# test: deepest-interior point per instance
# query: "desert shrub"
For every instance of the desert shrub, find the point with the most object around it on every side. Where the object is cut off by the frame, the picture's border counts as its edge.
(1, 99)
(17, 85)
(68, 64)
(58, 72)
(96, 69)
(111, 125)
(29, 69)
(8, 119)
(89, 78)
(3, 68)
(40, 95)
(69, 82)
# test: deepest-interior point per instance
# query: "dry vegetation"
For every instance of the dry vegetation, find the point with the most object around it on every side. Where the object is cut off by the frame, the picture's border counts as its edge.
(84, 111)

* * *

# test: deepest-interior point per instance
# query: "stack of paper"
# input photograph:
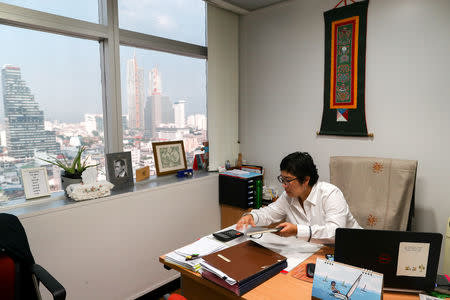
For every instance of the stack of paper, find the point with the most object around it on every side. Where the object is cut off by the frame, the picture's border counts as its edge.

* Stated goal: Count the lines above that contain the word "object" and reply with only that number.

* Completed task: 3